Nenne alle Protagonisten der Moderne, mit denen Max Oppenheimer laut dem folgenden Text über die Oppenheimer-Retrospektive Bekanntschaft machte.

--- VORGEGEBENER TEXT ---

=-=-=-=-=

Leopold Museum würdigt Max Oppenheimer: Wiederentdeckung eines beinahe vergessenen Protagonisten des Expressionismus

Von Christian Schröter, 6. November 2023, Lesedauer 6 Minuten, 16 Sekunden

#Leopold #Museum würdigt Max #Oppenheimer: Wiederentdeckung eines beinahe vergessenen Protagonisten des #Expressionismus

  • Großangelegte Retrospektive unterstreicht, auf welch innovativen Pfaden sich der für die Moderne so bedeutende Künstler stets bewegte

Wien, 6. Oktober 2023

Die umfassende Präsentation zeigt, wie radikal der in Wien geborene Maler und Grafiker immer wieder seine künstlerische Handschrift transformierte und einen substanziellen Beitrag zur Kunst der Moderne leistete. Mit rund 180 Exponaten beleuchtet Max Oppenheimer. Expressionist der ersten Stunde sein weitgehend unbekanntes Werk und erschließt seinen vielseitigen Motivschatz, der von Porträts und religiösen Themen über Stillleben bis hin zu Musikerdarstellungen reicht. Bereits früh erlangte Oppenheimer Aufmerksamkeit und stellte seine Werke europaweit aus. Seine erfolgreiche Karriere führte ihn zwischen 1912 und 1932 mehrfach ins Ausland, wobei er immer wieder nach Wien zurückkehrte. Der Künstler machte Bekanntschaft mit zahlreichen Protagonisten der Moderne wie Oskar Kokoschka, Egon Schiele, Paul Cassirer, Adolf Loos oder Sigmund Freud und setzte sich mit zukunftsweisenden Kunstströmungen auseinander, so unter anderem mit #Kubismus oder #Futurismus. 1938 musste Oppenheimer vor den #Nationalsozialisten über die Schweiz in die USA fliehen. In New York, wo er 1954 verstarb, war es ihm nicht möglich an frühere Erfolge anzuknüpfen.

=-=-=-=-=

--- ROHDATEN ---
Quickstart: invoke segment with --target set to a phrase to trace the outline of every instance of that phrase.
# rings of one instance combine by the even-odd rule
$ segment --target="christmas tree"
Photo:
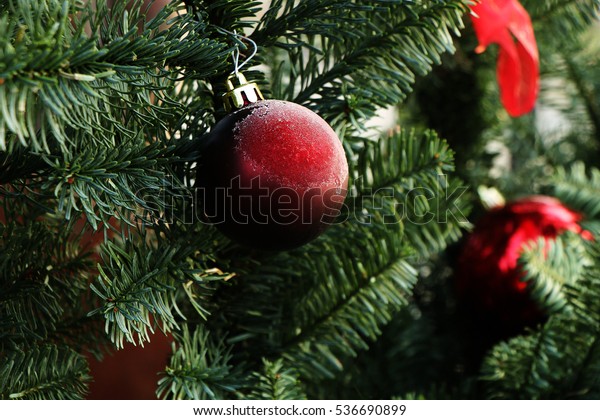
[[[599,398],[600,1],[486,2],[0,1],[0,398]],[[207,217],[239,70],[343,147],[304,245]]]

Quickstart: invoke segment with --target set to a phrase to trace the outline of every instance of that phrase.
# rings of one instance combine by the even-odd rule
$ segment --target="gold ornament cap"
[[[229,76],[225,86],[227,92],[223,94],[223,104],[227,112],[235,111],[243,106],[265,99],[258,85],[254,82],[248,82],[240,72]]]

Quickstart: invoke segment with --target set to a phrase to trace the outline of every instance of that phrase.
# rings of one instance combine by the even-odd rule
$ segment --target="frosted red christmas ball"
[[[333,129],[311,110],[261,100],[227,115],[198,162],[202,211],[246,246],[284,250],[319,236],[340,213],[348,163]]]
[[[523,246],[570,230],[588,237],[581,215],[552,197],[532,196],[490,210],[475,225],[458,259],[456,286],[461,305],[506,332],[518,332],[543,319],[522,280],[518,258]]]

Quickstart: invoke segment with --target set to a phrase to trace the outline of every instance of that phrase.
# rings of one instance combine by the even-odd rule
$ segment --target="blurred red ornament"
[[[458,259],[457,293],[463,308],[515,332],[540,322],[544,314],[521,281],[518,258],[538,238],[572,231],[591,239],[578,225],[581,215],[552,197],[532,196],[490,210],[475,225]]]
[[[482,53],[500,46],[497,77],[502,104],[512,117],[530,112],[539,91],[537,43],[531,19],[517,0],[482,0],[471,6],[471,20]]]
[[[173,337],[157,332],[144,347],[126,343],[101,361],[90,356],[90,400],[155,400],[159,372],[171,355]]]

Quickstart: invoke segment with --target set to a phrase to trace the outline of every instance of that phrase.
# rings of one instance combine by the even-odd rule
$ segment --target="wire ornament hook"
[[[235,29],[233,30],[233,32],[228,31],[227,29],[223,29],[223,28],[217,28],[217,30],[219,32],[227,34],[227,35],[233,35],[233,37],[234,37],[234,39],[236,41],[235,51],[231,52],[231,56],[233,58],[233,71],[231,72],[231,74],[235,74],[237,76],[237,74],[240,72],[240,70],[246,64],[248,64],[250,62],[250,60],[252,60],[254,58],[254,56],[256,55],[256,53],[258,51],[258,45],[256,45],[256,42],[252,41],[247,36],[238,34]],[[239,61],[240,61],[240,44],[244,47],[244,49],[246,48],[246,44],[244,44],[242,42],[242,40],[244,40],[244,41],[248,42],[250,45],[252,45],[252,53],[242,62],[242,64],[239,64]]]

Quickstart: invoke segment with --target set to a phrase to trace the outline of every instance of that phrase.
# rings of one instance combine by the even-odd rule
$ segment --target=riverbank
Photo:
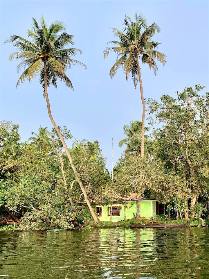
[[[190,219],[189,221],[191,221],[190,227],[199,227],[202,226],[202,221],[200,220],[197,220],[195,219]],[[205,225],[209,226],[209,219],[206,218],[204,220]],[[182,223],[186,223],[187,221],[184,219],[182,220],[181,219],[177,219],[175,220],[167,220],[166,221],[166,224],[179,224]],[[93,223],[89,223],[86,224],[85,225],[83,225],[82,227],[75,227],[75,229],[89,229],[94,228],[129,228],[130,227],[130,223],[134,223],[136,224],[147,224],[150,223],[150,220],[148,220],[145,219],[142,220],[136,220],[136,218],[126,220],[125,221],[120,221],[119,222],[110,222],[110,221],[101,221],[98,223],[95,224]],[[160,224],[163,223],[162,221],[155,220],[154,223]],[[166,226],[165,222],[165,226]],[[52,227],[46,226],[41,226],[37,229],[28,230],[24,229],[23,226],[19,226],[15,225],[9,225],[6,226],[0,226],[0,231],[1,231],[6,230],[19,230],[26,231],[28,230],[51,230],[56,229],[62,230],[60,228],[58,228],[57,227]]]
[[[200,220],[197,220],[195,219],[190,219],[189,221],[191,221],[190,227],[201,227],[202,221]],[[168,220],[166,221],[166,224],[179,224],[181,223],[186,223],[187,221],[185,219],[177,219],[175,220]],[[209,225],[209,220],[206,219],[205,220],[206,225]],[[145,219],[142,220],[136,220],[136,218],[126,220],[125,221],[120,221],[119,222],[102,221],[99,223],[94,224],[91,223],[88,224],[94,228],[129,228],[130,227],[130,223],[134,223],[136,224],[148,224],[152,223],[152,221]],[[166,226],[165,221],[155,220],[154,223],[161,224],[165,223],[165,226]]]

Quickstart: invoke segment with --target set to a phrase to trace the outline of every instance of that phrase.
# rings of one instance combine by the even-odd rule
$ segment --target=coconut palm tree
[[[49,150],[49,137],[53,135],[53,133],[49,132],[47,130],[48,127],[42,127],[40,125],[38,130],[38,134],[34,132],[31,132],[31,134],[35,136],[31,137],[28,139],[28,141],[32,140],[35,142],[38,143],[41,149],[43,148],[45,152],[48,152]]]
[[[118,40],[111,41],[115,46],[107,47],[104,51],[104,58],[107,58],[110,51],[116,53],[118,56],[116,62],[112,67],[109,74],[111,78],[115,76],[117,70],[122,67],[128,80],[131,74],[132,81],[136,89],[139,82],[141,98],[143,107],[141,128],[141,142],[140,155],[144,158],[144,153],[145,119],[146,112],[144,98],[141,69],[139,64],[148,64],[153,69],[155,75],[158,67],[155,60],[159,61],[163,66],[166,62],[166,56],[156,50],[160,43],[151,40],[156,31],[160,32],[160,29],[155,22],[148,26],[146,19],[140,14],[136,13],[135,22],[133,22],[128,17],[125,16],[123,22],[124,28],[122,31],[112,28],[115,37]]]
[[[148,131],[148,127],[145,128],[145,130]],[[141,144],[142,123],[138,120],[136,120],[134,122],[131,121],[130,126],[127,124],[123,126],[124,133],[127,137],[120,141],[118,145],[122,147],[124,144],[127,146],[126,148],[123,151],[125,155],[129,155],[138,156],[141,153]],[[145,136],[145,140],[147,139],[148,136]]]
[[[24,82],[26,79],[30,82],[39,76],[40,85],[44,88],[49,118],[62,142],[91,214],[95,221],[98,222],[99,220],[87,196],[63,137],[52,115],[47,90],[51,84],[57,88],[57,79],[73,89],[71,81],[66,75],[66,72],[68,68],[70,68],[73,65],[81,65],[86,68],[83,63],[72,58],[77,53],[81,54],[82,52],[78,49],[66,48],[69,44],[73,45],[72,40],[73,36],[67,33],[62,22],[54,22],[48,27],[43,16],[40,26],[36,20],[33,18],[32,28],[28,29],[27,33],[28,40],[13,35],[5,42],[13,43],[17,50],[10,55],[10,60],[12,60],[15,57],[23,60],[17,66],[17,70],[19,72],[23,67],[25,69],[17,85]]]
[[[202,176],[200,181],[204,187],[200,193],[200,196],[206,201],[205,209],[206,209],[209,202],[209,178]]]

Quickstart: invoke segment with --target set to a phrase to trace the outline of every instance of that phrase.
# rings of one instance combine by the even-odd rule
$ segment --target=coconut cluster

=-=-=-=-=

--- LÖSUNG ---
Oskar Kokoschka, Egon Schiele, Paul Cassirer, Adolf Loos, Sigmund Freud